All of the material should be reproduced exactly, with pictures left out.

• **RECORDS FOR THE EXERCISE**:
■ ■ ■ ■ ■ ■ ■
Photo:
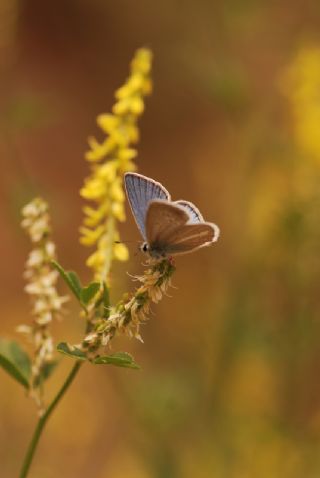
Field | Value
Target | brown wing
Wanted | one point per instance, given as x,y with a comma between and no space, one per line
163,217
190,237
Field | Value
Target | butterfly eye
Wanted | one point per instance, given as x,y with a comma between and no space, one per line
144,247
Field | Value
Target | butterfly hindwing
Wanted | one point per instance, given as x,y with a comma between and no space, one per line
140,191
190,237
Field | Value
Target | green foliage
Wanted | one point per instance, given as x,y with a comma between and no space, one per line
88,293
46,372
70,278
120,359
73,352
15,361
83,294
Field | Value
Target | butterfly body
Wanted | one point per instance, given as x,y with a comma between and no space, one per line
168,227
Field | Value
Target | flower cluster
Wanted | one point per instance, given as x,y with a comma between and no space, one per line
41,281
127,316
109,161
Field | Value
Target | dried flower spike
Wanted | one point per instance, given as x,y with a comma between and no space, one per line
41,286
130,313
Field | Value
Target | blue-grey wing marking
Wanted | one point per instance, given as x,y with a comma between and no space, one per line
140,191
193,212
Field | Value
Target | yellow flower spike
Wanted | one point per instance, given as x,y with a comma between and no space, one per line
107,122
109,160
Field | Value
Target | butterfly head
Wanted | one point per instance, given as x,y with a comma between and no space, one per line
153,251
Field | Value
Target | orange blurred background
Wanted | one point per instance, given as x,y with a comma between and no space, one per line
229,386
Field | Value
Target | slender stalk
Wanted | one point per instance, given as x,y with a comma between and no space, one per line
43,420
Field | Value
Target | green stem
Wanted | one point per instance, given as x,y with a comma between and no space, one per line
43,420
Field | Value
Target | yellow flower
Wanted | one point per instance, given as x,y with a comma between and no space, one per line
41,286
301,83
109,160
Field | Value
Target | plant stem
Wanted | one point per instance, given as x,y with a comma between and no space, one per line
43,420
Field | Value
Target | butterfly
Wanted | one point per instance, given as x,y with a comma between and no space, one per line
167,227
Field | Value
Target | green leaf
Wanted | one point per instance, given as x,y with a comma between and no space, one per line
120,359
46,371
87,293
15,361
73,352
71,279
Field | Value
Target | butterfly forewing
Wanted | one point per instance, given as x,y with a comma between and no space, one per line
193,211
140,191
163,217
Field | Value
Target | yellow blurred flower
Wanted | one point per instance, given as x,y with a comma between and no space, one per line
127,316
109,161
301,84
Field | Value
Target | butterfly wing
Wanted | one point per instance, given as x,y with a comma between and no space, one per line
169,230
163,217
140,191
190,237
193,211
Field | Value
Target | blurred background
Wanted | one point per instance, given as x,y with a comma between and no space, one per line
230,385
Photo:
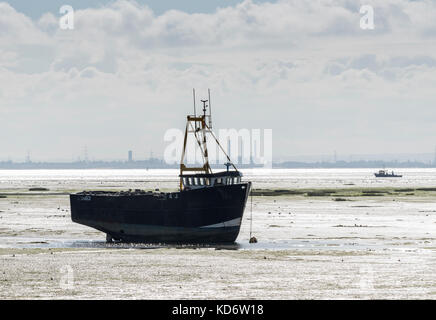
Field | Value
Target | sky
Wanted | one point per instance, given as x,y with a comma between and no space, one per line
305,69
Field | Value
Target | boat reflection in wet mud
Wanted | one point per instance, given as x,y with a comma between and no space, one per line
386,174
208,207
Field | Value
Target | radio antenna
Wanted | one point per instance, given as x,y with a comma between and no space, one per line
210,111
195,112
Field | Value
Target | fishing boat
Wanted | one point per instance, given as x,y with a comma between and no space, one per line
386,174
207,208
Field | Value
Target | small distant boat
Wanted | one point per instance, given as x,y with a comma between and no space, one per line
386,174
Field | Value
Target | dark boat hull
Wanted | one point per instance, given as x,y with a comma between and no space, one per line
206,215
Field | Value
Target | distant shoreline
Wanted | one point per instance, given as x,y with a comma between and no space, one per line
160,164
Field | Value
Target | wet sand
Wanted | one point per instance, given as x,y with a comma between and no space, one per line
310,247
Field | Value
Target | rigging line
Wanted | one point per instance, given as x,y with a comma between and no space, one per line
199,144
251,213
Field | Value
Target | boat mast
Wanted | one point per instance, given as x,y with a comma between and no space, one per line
■ ■ ■ ■ ■ ■ ■
• **ANSWER TO THE TASK**:
Photo:
Field | Value
Target | brown wing
Wanted | one point per instance, given as x,y with a comma between and no space, one per line
163,217
190,237
Field | Value
Target | butterfly eye
Wanted | one point per instance, given as x,y with a comma between and no space, one per line
144,247
Field | Value
Target | butterfly hindwing
Wanted | one point per instance, given as x,y with a comma between and no space, one per line
140,191
190,237
Field | Value
Target | green foliage
Wanted | one point per instance, given as x,y with a comma between and no space, one per line
88,293
46,372
70,278
120,359
73,352
15,361
83,294
Field | Value
Target | butterfly body
Wanted | one point per instance, given as x,y with a comma between and no space, one per line
168,227
Field | Value
Target | flower cluster
Wanted | one point per instance, given as x,y with a comma between and no space, one per line
41,281
127,316
109,161
Field | Value
Target | dried flower spike
Wanted | one point per instance, given as x,y with a comma between and no space, one per line
41,286
130,313
Field | Value
Target | blue-grey wing marking
Wanted | one point per instance, given as x,y with a comma between and no space, one per line
140,191
193,212
Field | Value
Target | yellow flower spike
Wanted | one point per instance, given as x,y with a comma between and no space, one per line
107,122
109,160
Field | Value
Target | butterfly head
Wanted | one point per instance, given as x,y with a comma between and no space, one per line
153,251
Field | Value
Target | orange blurred background
Wanted | one point per instance, given as x,y with a comma between and no space, one per line
229,386
Field | Value
Target | slender stalk
Wanted | one point per instance, given as x,y with a comma between and no space, one per line
43,420
Field | Value
Target | green stem
Wanted | one point per instance, given as x,y with a comma between and no space, one per line
43,420
Field | Value
Target | yellow flower
Wanted | one point per instance, given as x,y with a comma between and no space, one per line
41,286
301,83
109,160
Field | Value
Target | plant stem
Wanted | one point per instance, given as x,y with a comma between and no space, one per line
43,420
Field | Value
Target | butterfly
Wanted | one point per instance, given as x,y with a comma between and no space, one per line
167,227
Field | Value
Target | green leaf
Wanted | one point per instance, given as x,y with a comma between and no space, one per line
120,359
46,371
87,293
15,361
73,352
71,279
Field | Value
Target | butterfly forewing
Wanted | one point per instance, given as x,y with a comma between and no space, one per line
193,211
140,191
163,217
Field | Value
Target | yellow blurred flower
Wanted | one point per instance, given as x,y with a comma between and no space, one per line
127,316
109,161
301,84
Field | Value
Target | butterfly wing
Wanted | one point per instance, given as x,y with a comma between and no space, one per line
169,230
163,217
140,191
190,237
193,211
Field | Value
Target | blurred background
Wanted | one point per instance, given as x,y with a comma between and no space, one per line
230,385
Photo:
Field | Value
Target | sky
Wanted | one point per instance, given as x,y with a comma between and no space, one per line
305,69
Field | Value
Target | boat reflection in wet mud
Wanted | one point per instance, given as x,y with a comma between and no space, one per line
386,174
208,207
Field | Value
Target | radio antenna
Wanted | one point per instance, given as x,y with a comma between and no space, one per line
210,111
195,112
Field | Value
Target | fishing boat
Wanted | one point per instance, given as x,y with a comma between and no space, one per line
386,174
207,208
Field | Value
Target | small distant boat
Wanted | one point per instance, given as x,y with a comma between and no space, one per line
386,174
Field | Value
Target | dark boat hull
Wanted | one point per instance, given as x,y with a comma between and no space, one per line
206,215
Field | Value
Target | distant shoreline
Wanted | one point per instance, given as x,y with a comma between and no space, one per line
160,164
Field | Value
Target | wet sand
Wanted | one point per instance, given as x,y with a comma between and no space, one per line
310,247
Field | Value
Target | rigging line
Wanted | one point per instance, given as x,y with a comma between and no space, one per line
199,144
251,213
Field | Value
Target | boat mast
Wanted | one point per instance, given as x,y with a comma between and no space, one per line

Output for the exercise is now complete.